> Supplied material
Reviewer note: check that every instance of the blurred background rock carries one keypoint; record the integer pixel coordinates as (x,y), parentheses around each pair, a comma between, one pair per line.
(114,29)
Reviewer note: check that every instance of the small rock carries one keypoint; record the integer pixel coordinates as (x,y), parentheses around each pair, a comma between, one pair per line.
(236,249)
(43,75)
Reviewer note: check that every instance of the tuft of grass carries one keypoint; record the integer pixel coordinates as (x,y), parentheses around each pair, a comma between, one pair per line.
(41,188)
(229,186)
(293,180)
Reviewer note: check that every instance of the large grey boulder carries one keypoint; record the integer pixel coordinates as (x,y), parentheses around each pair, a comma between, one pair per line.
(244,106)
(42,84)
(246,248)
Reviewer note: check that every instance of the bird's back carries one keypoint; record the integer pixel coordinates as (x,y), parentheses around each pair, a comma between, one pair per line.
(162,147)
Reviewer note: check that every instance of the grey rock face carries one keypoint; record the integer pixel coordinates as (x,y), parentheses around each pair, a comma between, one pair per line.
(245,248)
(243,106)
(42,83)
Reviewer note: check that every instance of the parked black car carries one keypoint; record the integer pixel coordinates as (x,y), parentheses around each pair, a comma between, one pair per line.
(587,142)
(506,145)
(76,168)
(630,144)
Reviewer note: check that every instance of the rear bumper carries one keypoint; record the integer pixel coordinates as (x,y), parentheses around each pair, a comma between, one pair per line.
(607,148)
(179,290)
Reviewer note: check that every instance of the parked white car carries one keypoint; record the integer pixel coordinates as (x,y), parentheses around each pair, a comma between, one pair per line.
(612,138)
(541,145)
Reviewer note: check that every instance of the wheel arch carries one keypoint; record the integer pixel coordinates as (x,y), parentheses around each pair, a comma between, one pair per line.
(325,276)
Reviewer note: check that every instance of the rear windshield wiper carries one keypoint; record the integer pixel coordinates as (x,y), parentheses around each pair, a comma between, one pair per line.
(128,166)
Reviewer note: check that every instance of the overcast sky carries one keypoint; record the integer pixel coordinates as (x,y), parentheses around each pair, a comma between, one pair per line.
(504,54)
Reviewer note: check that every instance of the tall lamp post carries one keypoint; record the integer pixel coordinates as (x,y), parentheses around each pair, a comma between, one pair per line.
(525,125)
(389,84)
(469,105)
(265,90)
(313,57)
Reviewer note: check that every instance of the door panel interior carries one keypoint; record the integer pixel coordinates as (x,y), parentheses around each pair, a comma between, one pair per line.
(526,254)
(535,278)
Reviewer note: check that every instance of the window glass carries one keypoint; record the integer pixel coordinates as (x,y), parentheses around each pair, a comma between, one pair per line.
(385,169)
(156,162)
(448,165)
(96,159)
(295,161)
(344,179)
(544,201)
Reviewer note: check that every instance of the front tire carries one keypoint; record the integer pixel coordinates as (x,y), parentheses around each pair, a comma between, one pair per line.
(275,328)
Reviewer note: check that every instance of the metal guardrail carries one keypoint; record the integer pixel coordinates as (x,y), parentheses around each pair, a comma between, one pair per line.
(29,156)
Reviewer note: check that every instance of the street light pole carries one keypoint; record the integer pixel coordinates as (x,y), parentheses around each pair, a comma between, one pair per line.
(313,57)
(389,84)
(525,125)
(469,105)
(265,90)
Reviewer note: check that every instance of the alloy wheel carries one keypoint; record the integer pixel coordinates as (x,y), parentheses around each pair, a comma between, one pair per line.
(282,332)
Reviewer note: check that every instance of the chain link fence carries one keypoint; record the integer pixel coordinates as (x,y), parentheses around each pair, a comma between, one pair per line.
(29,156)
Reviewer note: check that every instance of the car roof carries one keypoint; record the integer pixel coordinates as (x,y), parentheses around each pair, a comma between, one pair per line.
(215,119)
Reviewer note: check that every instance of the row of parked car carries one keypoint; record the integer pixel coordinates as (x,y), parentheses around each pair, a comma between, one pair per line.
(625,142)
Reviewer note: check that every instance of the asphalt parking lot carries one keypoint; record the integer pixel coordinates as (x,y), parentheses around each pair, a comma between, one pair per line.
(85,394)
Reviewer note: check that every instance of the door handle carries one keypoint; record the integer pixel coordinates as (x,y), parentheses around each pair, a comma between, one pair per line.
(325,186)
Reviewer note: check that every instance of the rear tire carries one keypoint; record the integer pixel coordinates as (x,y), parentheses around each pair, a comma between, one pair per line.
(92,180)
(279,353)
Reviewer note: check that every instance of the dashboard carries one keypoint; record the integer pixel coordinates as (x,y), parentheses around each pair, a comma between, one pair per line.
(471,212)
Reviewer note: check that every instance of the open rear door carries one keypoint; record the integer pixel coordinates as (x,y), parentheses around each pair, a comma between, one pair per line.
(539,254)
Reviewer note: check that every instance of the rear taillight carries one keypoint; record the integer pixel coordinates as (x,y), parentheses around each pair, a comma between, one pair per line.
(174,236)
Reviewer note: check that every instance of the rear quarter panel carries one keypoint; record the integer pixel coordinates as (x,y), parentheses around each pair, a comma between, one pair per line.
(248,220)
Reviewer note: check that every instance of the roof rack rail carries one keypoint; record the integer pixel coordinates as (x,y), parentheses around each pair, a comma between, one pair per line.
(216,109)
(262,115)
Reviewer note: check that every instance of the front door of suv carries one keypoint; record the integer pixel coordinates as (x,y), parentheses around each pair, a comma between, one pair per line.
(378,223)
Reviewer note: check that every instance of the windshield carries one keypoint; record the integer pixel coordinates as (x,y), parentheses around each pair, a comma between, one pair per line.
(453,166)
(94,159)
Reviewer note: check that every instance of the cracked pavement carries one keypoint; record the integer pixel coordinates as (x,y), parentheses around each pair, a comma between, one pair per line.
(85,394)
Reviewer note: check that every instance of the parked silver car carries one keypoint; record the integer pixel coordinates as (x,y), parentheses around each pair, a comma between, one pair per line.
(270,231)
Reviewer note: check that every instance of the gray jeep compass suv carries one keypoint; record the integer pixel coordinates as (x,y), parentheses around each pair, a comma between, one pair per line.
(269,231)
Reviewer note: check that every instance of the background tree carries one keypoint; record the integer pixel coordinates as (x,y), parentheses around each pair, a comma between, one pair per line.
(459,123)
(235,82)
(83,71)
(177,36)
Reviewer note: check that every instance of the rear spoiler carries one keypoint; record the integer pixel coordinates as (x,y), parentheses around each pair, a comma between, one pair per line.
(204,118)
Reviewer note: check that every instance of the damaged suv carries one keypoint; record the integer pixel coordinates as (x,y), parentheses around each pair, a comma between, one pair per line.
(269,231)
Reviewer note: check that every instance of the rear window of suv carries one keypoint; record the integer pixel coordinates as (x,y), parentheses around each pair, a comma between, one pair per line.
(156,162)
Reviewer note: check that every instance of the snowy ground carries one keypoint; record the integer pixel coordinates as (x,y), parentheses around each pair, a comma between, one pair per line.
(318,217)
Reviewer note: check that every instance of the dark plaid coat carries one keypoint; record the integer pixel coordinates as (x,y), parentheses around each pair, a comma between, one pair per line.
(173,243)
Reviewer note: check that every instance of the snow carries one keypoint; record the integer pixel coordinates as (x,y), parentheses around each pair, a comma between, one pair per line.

> What the task requires
Transcribe the material above in its entirety. Match it exactly.

> Finished exercise
Reviewer note: check that every instance of the blurred background rock carries one keypoint; record the integer pixel coordinates as (x,y), parentheses around each pair, a comma between, one pair per line.
(114,29)
Reviewer note: check that every instance of the small rock carries one keypoint; record the integer pixel coordinates as (x,y), parentheses around each pair, a comma between, one pair per line.
(236,249)
(43,75)
Reviewer note: check that every instance of the tuft of grass carries one keypoint; record the integer pixel coordinates as (x,y), parentheses around each pair, a comma between, one pair per line.
(41,188)
(229,186)
(293,180)
Reviewer note: check that every instance of the large grey boulder carries one keypoint; record the integer pixel coordinates as (x,y), parentheses around each pair, a comma between, one pair per line.
(244,106)
(42,84)
(246,248)
Reviewer note: check that every instance of the bird's back carries one keypoint; record the integer pixel coordinates as (x,y), parentheses around each pair, a comma between, one pair per line.
(162,147)
Reviewer note: check that every instance of the grey rock face carries one keypoint; record the integer pixel coordinates as (x,y), parentheses around each pair, a comma between, one pair per line.
(245,248)
(243,106)
(42,83)
Reviewer note: check that every instance of the parked black car carries one keypoint; record the integer pixel coordinates as (x,y), parentheses around each pair, a comma between, one pair per line.
(587,142)
(506,145)
(76,168)
(630,144)
Reviewer note: check that every instance of the rear bumper carries one keypoint; record the integer pixel coordinates as (x,y), parentheses around each pair, a comma between, one pair per line.
(607,148)
(179,290)
Reviewer note: check that every instance of the parked white car carries one keypoint; record the integer pixel coordinates as (x,y), parentheses around each pair, a comma between, one pair per line.
(612,138)
(541,145)
Reviewer note: check that every instance of the wheel arch carries one keypoint; record the integer pixel coordinates as (x,y), parentheses around each pair, a comma between, one pair per line.
(325,276)
Reviewer note: check that every instance of the rear windshield wiper carries one keypoint; record the integer pixel coordinates as (x,y), parentheses around each pair, a comma between, one pair per line.
(128,166)
Reviewer note: check that every instance of the overcast sky carries one keypoint; record the integer pixel coordinates as (x,y), parentheses around each pair, a comma between, one pair per line.
(504,54)
Reviewer note: check that every instance of the tall lamp post carries one keypoint; record the integer pixel coordinates as (x,y), parentheses around each pair, a comma between, one pair per line.
(525,125)
(389,84)
(469,105)
(265,90)
(313,57)
Reviewer note: check that every instance of the door panel interior carries one keypoint; record the integer pixel coordinates as (x,y), parentheses around each pair, a comma between, one pair per line.
(526,254)
(535,278)
Reviewer note: check that every instance of the window glass carries one keypoint; record the integer pixel coordinates as (x,y), parentheses around each pair, a comma between, one pair per line.
(385,169)
(156,162)
(448,165)
(96,159)
(295,161)
(344,179)
(544,201)
Reviewer note: check that every instance of the front tire carries one keypoint; record the integer pixel coordinates as (x,y), parentheses around each pair, a comma between, one pair per line.
(275,328)
Reviewer note: check that every instance of the metal guardrail carries one keypoint; record the integer pixel coordinates as (x,y), parentheses around each pair, a comma between, one pair per line.
(29,156)
Reviewer note: check that every instance of the street light pole carries one keypoint; record the integer pixel coordinates as (x,y), parentheses around each pair, a comma between, one pair per line.
(313,57)
(389,84)
(525,125)
(469,105)
(265,90)
Reviewer note: check that every instance of the alloy wheel carries one keypoint; record the integer pixel coordinates as (x,y), parentheses around each pair, a comma between, one pair per line.
(282,332)
Reviewer note: check that every instance of the chain link fence carries one keypoint; record the integer pixel coordinates as (x,y), parentheses around each pair, a comma between, one pair per line.
(29,156)
Reviewer note: check that every instance of the car roof carries one keypoint; record the integer pixel coordinates as (x,y), parentheses around each pair, a comma between, one pair per line.
(215,119)
Reviewer note: check that every instance of the row of parked car carries one keypoint; record the integer pixel coordinates as (x,y), parentheses around each pair, a comma between, one pair per line.
(625,142)
Reviewer note: check that every instance of the asphalt parking lot carries one keypoint; record the integer pixel coordinates as (x,y), parentheses around each pair, a comma between, one pair per line.
(85,394)
Reviewer note: check that every instance of the door handle carries one keypoint; record the integer pixel coordinates as (x,y), parentheses around each pair, a comma between, one pair per line.
(325,186)
Reviewer note: check that every instance of the rear tire carries one keypoint; record the integer pixel coordinates as (x,y), parentheses around each pair, a comma between, one pair per line.
(92,180)
(279,353)
Reviewer note: check that every instance of the dashboard carries one keypoint; record the integer pixel coordinates as (x,y), parentheses around each pair, a comma between, one pair per line.
(471,212)
Reviewer note: check that every instance of the open rear door carries one keypoint; record the integer pixel coordinates as (x,y), parentheses around each pair, a comma between, one pair per line.
(539,254)
Reviewer note: check that every instance of the rear taillight carries one keypoint; record the integer pixel coordinates as (x,y), parentheses around each pair, a comma between, one pair per line.
(174,236)
Reviewer note: check that every instance of the rear quarter panel carries one keypoint; record the integer pixel coordinates as (x,y), parentheses around each pair, a comma between, one pair per line.
(248,220)
Reviewer note: check that every instance of the roof rack rail carries one keypoint; record the integer pixel coordinates as (x,y), parentheses around each pair, a comma between, one pair per line.
(216,109)
(262,115)
Reviewer note: check that every instance of the front door of suv carries one keypoint; record the integer pixel coordinates as (x,y), parentheses around each pair, a comma between, one pair per line.
(378,223)
Reviewer note: check that every instance of the windshield carries one keypoint; record the integer pixel coordinates as (x,y), parentheses around each pair, a comma between, one pair per line.
(453,166)
(94,159)
Reviewer note: check that every instance of the cracked pavement carries one keypoint; record the integer pixel coordinates as (x,y), parentheses around each pair, a comma between, one pair per line.
(85,394)
Reviewer note: check that every instance of the parked silver car carries one keypoint; record the integer pixel coordinates as (x,y), parentheses around each pair, a comma between, one pair per line.
(270,231)
Reviewer note: check that every instance of the gray jeep compass suv carries one keypoint; record the integer pixel coordinates as (x,y), parentheses around each pair, a comma between, one pair per line.
(269,231)
Reviewer note: check that every instance of the background tree carries one keypoint; record the integer pixel coordinates as (x,y), parentheses around each pair, a comma between, one pair per line.
(459,123)
(235,82)
(83,71)
(177,36)
Reviewer note: check that every instance of the rear spoiler carries one keypoint; record the integer pixel coordinates as (x,y), parentheses around each pair, a comma between, one pair per line.
(204,118)
Reviewer note: check that every instance of the damaged suv carries one keypoint; record the integer pixel coordinates as (x,y), parentheses around each pair, a comma between, one pair per line.
(269,231)
Reviewer note: check that every instance of the rear window of suv carries one keypoint; record the integer pixel coordinates as (x,y), parentheses around each pair, a comma between, one pair per line.
(156,162)
Reviewer note: check that every instance of the snowy ground carries one keypoint; record the integer pixel coordinates as (x,y), parentheses around each pair, a comma between, one pair per line.
(318,217)
Reviewer note: check that every instance of the dark plaid coat carries one keypoint; record the integer pixel coordinates as (x,y), parentheses around each pair, a comma between, one pair per line.
(173,243)
Reviewer note: check that every instance of the snow carries one keypoint; record the integer pixel coordinates as (x,y), parentheses around each pair, a comma between, one pair per line.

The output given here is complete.